»»

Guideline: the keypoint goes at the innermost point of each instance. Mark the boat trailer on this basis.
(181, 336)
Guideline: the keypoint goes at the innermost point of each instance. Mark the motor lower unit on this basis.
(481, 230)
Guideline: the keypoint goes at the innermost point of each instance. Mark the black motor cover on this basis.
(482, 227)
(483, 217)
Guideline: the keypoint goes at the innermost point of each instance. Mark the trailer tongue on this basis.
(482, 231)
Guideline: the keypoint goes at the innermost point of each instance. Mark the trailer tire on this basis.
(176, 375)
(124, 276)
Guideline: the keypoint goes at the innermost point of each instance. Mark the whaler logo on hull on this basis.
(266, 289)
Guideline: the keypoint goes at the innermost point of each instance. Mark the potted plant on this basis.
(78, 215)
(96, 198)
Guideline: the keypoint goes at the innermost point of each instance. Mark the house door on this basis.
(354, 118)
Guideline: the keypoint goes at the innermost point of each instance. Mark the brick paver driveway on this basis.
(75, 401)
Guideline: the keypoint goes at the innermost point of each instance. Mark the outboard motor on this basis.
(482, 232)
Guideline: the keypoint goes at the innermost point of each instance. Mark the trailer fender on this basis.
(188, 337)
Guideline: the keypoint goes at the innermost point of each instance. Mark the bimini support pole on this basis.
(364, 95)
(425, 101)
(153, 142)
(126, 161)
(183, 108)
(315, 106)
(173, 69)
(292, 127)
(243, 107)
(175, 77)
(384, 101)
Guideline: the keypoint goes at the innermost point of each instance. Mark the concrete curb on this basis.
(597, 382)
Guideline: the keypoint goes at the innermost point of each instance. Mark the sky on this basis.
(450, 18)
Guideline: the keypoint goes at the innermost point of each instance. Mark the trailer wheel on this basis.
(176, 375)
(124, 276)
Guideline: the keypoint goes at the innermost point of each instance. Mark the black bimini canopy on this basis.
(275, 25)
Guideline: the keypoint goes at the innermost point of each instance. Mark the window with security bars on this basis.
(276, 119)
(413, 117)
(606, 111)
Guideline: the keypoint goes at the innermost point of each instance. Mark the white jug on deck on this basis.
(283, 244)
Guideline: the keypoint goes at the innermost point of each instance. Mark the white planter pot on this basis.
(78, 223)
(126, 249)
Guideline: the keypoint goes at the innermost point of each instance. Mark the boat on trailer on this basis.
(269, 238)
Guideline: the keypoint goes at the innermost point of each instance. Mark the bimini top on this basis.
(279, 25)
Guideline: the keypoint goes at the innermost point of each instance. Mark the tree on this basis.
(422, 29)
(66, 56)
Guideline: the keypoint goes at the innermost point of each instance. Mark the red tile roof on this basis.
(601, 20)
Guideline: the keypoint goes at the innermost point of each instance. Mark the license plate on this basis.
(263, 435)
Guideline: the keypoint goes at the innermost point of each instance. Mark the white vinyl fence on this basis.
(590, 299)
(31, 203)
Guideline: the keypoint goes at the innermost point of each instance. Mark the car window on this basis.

««

Your answer must be the line containing "fence on this basis." and every line after it through the end of the records above, reproduced exactly and alone.

* Exercise answer
Guideline: the keypoint goes at the innermost point of each instance. Mark the white vinyl fence on this basis.
(590, 299)
(31, 203)
Guideline: the keypoint goes at the innermost point of each instance. Mark the car window on this basis.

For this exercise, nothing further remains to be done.